**Job 1**
Convert every line of the records below into a JSON list of strings, one string per line, omitting blank lines and leaving out the pictures.

**Page extract**

# # # # #

There might still be ways to speed up at play time by evaluating batches of candidate points in the same evaluation function call in the GPU.

CUDA is used to learn the evaluation function, at play time it uses a Python implementation of Negamax that uses this evaluation function to estimate how good are the leaf positions.

A little nitpicking: Everytime the author writes "infinite", a more accurate word would be "enough". For example:

    if you had infinite computing capacity,
    you could actually solve chess.
The statement is correct. But you do not necessarily need infinite capacity to solve chess. Just enough capacity.

Would be interesting to estimate how much capacity.

I think "infinite" was used in the engineering-sense of the word and not in the stricter mathematical-sense. For me, as an electrical engineer, infinity is often somewhere beyond 1 ms.

People write that chess has ~ 10^42 board positions. If you read the paper about solving checkers (which you should because it's excellent), they evaluated about sqrt(N) positions, and the final solution took cuberoot(N) board positions. IF that extrapolates to chess, it means that the weak solution would take 10^21 evaluations and 10^14 storage. That's big, but in the realm of feasibility.

More than you would have if the entire universe were transformed into computonium.

So effectively infinite.

Not sure the universe is incapable of doing this.

The number of states a chess field can have is 13. It's either empty or has one of the 6 different pieces in black or white on it.

So 13^64 is an upper limit for the number of positions.

We could solve chess if we could put these 13^64 positions into a tree, right?

13^64 = 10^71.

The number of atoms in the observable universe is estimated to be 10^80.

So even the observable universe might be big enough to form this tree. Even if we use big clunky objects like atoms.

We do not have any idea of the size of the unobservable universe.

# # # # #

**Entries supplied**
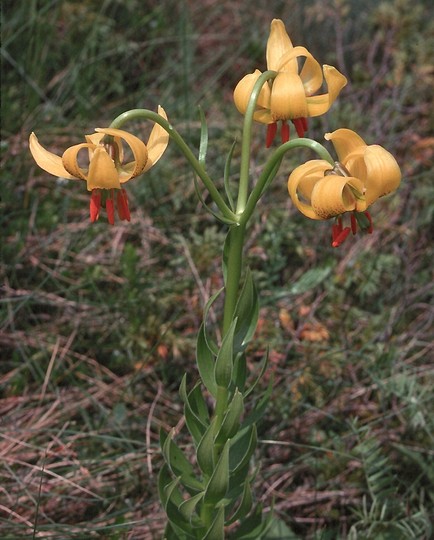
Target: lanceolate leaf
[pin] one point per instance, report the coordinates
(242, 448)
(247, 312)
(216, 531)
(219, 481)
(245, 505)
(232, 419)
(188, 507)
(195, 425)
(203, 137)
(205, 450)
(227, 173)
(179, 464)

# # # # #

**Job 2**
Continue the forum discussion about solving chess, starting after its last line.

**Output 1**
[
  "Target: lanceolate leaf",
  "[pin] one point per instance, report the coordinates",
  "(242, 448)",
  "(247, 312)",
  "(216, 531)",
  "(219, 481)",
  "(245, 505)",
  "(232, 419)",
  "(188, 507)",
  "(195, 425)",
  "(203, 137)",
  "(205, 450)",
  "(227, 173)",
  "(179, 464)"
]

**Output 2**
And I don't know how many states an atom can have. Who knows, maybe a single atom can solve chess if it's programmed correctly? According to quantum theory, pretty small objects like electrons can store and process an amazing (infinite?) amount of information in certain ways.

Hi no_gravity - you've used the word "estaminated" a couple of times. Just in case it's not a simple typo, the word you're after is "estimated".

Thank you! Fixed it.

"So 13^64 is an upper limit for the number of positions."

Your conclusion is correct by a huge margin but the argument is flawed. There is state that is not in the board position:

  - white or black to move?
  - is an en passant capture possible?
  - is castling still possible?
  - how many moves since the last lawn move or capture?

You are right. If I count correctly, that's another 17 bit of information. If we make no effort to encode it efficiently. Let's say 10^6 additional states.

That brings us to an upper limit of 10^77 states the board can be in.

Still enough atoms in the observable universe to assign one to each state.

As I said "your conclusion is correct".

I think you need fewer than 17 bits: 1 for "who is to move", 4 for castling, 6.6 for the 50 moves (100 ply) rule would leave less than 6 for en passant. There potentially are 7 possible en passant moves (white pawns at a5, c5, e5, g5 and black ones at b5, d5, f5, and h5 or vice versa), but all you need to store is "the n-th pawn just moved" with n in 0..8. That is just over 3 bits.

There is a way more significant flaw in your logic, though: the "three times the same board position with the same player to move is a draw" rule. That explodes your estimate, as there could be (if we do not call in additional chess rules) up to 10^71 positions hat have been visited earlier.

With that in mind, I am not sure your limit is correct. There are at most 96 pawn moves in a game (16 pawns walk in 6 moves to the other side of the board) and 30 captures (7 pieces each plus 8 promoted pawns each). With the 50-move rule, that gives at most 126 x 50 = 6300 moves in a game. Each move can be encoded in 12 bits (starting and ending square for white's and black's move), so we need 75600 bits. Taking 2^10 = 1000, that gives me 10^22680 possible games as an upper limit.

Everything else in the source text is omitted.